* _WORK REQUIRED_
Although the entries contain pictures, write out only their text, exactly as it stands.

━━ DATA PROVIDED ━━

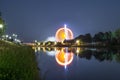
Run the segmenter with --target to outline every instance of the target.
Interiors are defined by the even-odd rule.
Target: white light
[[[46,53],[48,56],[55,56],[56,51],[47,51]]]
[[[12,37],[10,36],[9,39],[12,39]]]
[[[64,30],[65,30],[65,36],[66,36],[65,39],[68,39],[68,31],[67,31],[67,25],[66,24],[64,24]]]
[[[35,40],[35,43],[37,42],[37,40]]]
[[[8,38],[8,35],[6,35],[6,38]]]
[[[17,37],[17,34],[15,35],[15,37]]]
[[[66,24],[64,24],[64,27],[66,28],[66,27],[67,27],[67,25],[66,25]]]
[[[2,25],[2,24],[0,24],[0,28],[3,28],[3,25]]]
[[[13,36],[15,36],[15,34],[13,34]]]
[[[17,37],[17,34],[12,34],[12,36]]]
[[[46,41],[56,41],[54,36],[48,37]]]

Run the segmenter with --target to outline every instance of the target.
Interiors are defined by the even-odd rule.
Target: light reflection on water
[[[68,52],[68,48],[62,48],[55,54],[55,59],[59,65],[64,66],[66,69],[67,66],[73,61],[73,53]]]
[[[34,49],[43,80],[120,80],[120,50]]]

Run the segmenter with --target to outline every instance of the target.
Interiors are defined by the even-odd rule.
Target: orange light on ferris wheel
[[[55,55],[57,63],[61,66],[67,66],[73,61],[73,53],[65,53],[63,50],[58,51]]]
[[[66,35],[66,32],[67,35]],[[56,41],[62,42],[65,39],[73,39],[73,32],[69,28],[60,28],[55,34]]]

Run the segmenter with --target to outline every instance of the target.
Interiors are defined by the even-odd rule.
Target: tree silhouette
[[[115,36],[116,36],[116,38],[117,38],[118,44],[120,44],[120,29],[117,29],[117,30],[115,31]]]

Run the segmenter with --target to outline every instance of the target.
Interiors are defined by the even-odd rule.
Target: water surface
[[[37,48],[43,80],[120,80],[120,50]]]

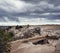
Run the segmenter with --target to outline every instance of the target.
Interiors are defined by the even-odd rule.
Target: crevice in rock
[[[33,42],[34,45],[38,45],[38,44],[49,44],[48,40],[47,39],[44,39],[44,40],[39,40],[37,42]]]

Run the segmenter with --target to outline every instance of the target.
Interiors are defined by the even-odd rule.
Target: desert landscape
[[[60,53],[60,25],[0,27],[13,32],[10,53]]]
[[[60,53],[60,0],[0,0],[0,53]]]
[[[0,26],[14,34],[10,53],[60,53],[60,25]]]

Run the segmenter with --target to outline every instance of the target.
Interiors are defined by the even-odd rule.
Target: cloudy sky
[[[0,0],[0,25],[60,24],[60,0]]]

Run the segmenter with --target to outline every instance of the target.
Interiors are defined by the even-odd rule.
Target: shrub
[[[16,29],[21,29],[21,28],[23,28],[23,26],[16,26]]]
[[[0,30],[0,53],[9,53],[11,46],[10,41],[12,38],[12,33]]]

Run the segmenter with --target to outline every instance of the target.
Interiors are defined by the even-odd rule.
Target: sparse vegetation
[[[29,38],[32,37],[33,34],[28,30],[27,32],[24,33],[24,37],[23,38]]]
[[[28,25],[27,25],[27,28],[29,28],[29,27],[30,27],[30,25],[28,24]]]
[[[20,28],[23,28],[23,26],[18,26],[18,25],[16,26],[16,29],[20,29]]]
[[[41,29],[40,29],[40,27],[37,27],[37,28],[35,28],[34,30],[35,30],[34,33],[41,34]]]
[[[12,40],[13,34],[0,30],[0,53],[9,53],[11,46],[10,41]]]
[[[33,49],[35,49],[36,45],[40,45],[41,47],[51,46],[54,47],[55,50],[55,46],[58,41],[60,41],[60,26],[52,27],[52,26],[33,26],[33,25],[25,26],[24,25],[24,26],[11,26],[11,27],[8,26],[8,27],[0,28],[0,53],[10,53],[11,48],[12,48],[11,53],[18,53],[18,52],[22,53],[23,50],[26,49],[25,46],[30,47],[27,46],[29,44],[31,44],[32,46],[34,45]],[[11,45],[10,42],[12,43]],[[23,48],[21,49],[20,47]],[[37,46],[37,48],[38,47],[39,46]],[[35,50],[37,50],[37,48]]]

━━━

* _RESPONSE AREA_
Run the segmenter with --target to outline every instance of the target.
Interiors are defined by the even-odd rule.
Target: white light
[[[46,53],[48,56],[55,56],[56,51],[47,51]]]
[[[12,37],[10,36],[9,39],[12,39]]]
[[[64,30],[65,30],[65,36],[66,36],[65,39],[68,39],[68,31],[67,31],[67,25],[66,24],[64,24]]]
[[[35,40],[35,43],[37,42],[37,40]]]
[[[8,38],[8,35],[6,35],[6,38]]]
[[[17,37],[17,34],[15,35],[15,37]]]
[[[66,24],[64,24],[64,27],[66,28],[66,27],[67,27],[67,25],[66,25]]]
[[[2,25],[2,24],[0,24],[0,28],[3,28],[3,25]]]
[[[13,36],[15,36],[15,34],[13,34]]]
[[[17,37],[17,34],[12,34],[12,36]]]
[[[46,41],[56,41],[54,36],[48,37]]]

Run the segmenter with --target to outline every instance of the target.
Interiors are defined by the even-odd rule.
Target: light reflection on water
[[[68,52],[68,48],[62,48],[55,54],[55,59],[59,65],[64,66],[66,69],[67,66],[73,61],[73,53]]]
[[[34,49],[43,80],[120,80],[120,50]]]

Run the segmenter with --target to outline every instance of the target.
Interiors are defined by the even-odd rule.
Target: orange light on ferris wheel
[[[55,55],[57,63],[61,66],[67,66],[73,61],[73,53],[65,53],[63,50],[58,51]]]
[[[66,35],[66,32],[67,35]],[[56,41],[62,42],[65,39],[73,39],[73,32],[69,28],[60,28],[55,34]]]

Run the segmenter with --target to outline every instance of the target.
Interiors are defined by the even-odd rule.
Target: tree silhouette
[[[115,36],[116,36],[116,38],[117,38],[118,44],[120,44],[120,29],[117,29],[117,30],[115,31]]]

Run the segmenter with --target to outline every instance of the target.
Interiors are defined by the even-odd rule.
Target: water surface
[[[37,48],[43,80],[120,80],[120,50]]]

Run the segmenter with --target to outline every instance of the target.
Interiors are defined by the even-odd rule.
Target: crevice in rock
[[[33,42],[34,45],[38,45],[38,44],[49,44],[48,40],[47,39],[44,39],[44,40],[39,40],[37,42]]]

Run the segmenter with --target to outline every instance of the target.
Interiors are defined by the even-odd rule.
Target: desert landscape
[[[60,53],[60,25],[0,27],[13,32],[10,53]]]
[[[60,53],[60,0],[0,0],[0,53]]]
[[[0,26],[14,34],[10,53],[60,53],[60,25]]]

Run the segmenter with --target to outline every instance of the target.
Interiors are defined by the even-odd rule.
Target: cloudy sky
[[[0,0],[0,25],[60,24],[60,0]]]

Run the segmenter with --target to outline every instance of the target.
Interiors are defined by the even-odd rule.
Target: shrub
[[[16,29],[21,29],[21,28],[23,28],[23,26],[16,26]]]
[[[0,30],[0,53],[9,53],[11,46],[10,41],[12,38],[12,33]]]

Run the segmenter with --target to outline every instance of the target.
Interiors are defined by the even-odd rule.
Target: sparse vegetation
[[[29,38],[32,37],[33,34],[28,30],[27,32],[24,33],[24,37],[23,38]]]
[[[28,25],[27,25],[27,28],[29,28],[29,27],[30,27],[30,25],[28,24]]]
[[[20,28],[23,28],[23,26],[18,26],[18,25],[16,26],[16,29],[20,29]]]
[[[41,29],[40,29],[40,27],[37,27],[37,28],[35,28],[34,30],[35,30],[34,33],[41,34]]]
[[[12,40],[13,34],[0,30],[0,53],[9,53],[11,46],[10,41]]]
[[[33,49],[35,49],[36,45],[40,45],[41,47],[51,46],[54,47],[55,50],[55,46],[58,41],[60,41],[60,26],[52,27],[52,26],[33,26],[33,25],[25,26],[24,25],[24,26],[11,26],[11,27],[8,26],[8,27],[0,28],[0,53],[10,53],[11,48],[12,48],[11,53],[18,53],[18,52],[22,53],[23,50],[26,49],[25,46],[30,47],[27,46],[29,44],[31,44],[32,46],[34,45]],[[11,45],[10,42],[12,43]],[[23,48],[21,49],[20,47]],[[37,46],[37,48],[38,47],[39,46]],[[35,50],[37,50],[37,48]]]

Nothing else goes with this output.